● **Excerpted passage**:

The two routes give nearly identical GEBVs in the common-prevalence regime; Laplace is faster, Albert-Chib is more robust for rare outcomes and gives proper posterior intervals on \(\hat{p}_i\).
3. Variance component & h²
For continuous traits, \(h^2 = \sigma_u^2 / (\sigma_u^2 + \sigma_e^2)\) is the heritability and masreml’s summary() reports it directly.
For binary traits, heritability is reported on two scales.
Liability scale
\[ h_\ell^2 = \frac{\sigma_u^2}{\sigma_u^2 + 1} \quad \text{(probit)}, \qquad h_\ell^2 = \frac{\sigma_u^2}{\sigma_u^2 + \pi^2/3} \quad \text{(logit)}. \tag{3}\]
Observed (0/1) scale
Dempster & Lerner (1950) showed that the observed-scale heritability depends on population prevalence \(K\):
\[ h_{\text{obs}}^2 = h_\ell^2 \cdot \frac{z(K)^2}{K(1-K)}, \tag{4}\]
with \(z(K) = \phi(\Phi^{-1}(K))\) where \(\phi\) and \(\Phi\) are the standard-normal density and CDF. Use Equation 4 when reporting heritability for case-control samples whose prevalence differs from the population.

● **Supplied records**:
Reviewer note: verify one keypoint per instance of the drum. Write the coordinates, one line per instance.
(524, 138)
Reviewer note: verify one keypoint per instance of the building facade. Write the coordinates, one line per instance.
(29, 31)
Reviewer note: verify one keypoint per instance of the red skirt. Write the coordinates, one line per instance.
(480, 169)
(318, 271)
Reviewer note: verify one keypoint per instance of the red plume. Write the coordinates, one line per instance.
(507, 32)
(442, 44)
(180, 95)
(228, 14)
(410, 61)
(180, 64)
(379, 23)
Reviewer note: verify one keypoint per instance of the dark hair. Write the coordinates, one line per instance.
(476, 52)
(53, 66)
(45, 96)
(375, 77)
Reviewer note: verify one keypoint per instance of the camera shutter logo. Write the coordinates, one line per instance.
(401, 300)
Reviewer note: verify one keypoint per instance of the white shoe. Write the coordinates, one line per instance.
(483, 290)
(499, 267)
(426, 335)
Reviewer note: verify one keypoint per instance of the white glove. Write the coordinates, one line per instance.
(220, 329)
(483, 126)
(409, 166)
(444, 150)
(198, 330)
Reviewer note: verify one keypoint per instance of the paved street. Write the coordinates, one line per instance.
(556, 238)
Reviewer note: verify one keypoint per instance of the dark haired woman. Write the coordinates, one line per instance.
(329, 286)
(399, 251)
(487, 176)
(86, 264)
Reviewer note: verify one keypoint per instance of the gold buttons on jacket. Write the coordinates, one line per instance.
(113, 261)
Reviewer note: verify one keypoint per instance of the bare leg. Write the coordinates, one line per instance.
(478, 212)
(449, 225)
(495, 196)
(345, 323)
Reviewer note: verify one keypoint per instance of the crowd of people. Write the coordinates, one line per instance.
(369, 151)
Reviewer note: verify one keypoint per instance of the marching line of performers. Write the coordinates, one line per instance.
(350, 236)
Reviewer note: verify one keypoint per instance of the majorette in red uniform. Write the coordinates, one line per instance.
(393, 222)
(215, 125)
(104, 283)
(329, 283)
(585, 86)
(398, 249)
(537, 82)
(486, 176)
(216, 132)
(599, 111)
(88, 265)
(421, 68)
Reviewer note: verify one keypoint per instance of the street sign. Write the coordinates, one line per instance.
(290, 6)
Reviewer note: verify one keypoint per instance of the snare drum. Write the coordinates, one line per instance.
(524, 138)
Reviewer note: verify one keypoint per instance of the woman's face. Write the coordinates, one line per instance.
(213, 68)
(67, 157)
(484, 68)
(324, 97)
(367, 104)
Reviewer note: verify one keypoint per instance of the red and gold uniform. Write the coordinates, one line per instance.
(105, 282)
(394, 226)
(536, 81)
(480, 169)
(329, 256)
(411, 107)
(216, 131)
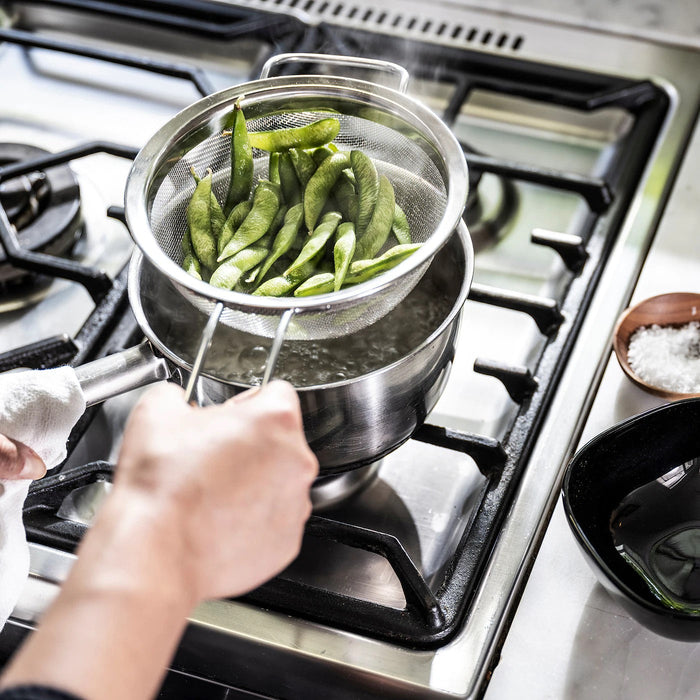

● **Description of the task**:
Pick up the passage on heritability for binary traits where it ends and continue it.

● **Result for this task**:
Calibration metrics for binary predictions
Predictive accuracy on a binary trait is not the Pearson correlation \(r(\hat{u}, y)\) — that statistic conflates discrimination with prevalence. Report instead:
| Metric | What it measures |
|---|---|
| Liability-scale \(r(\hat{\ell}, \ell_{\text{true}})\) | Discrimination on the latent scale (simulation only) |
| AUC | Discrimination on observed 0/1 |
| Brier score | Calibration + discrimination jointly |
| Calibration slope of \(\hat{p}_i\) against \(y_i\) | Pure calibration; should be 1 if perfectly calibrated |
masreml::evaluate_prediction(gebv, y, fitted_prob = phat) reports AUC and the Brier score; the calibration slope is a one-line glm(y ~ phat, family = binomial).
4. When to use
| Outcome type | Use |
|---|---|
| Continuous | Standard mixed model — masreml(y, markers, trait = "continuous") or run_bayes*(..., response_type = "gaussian")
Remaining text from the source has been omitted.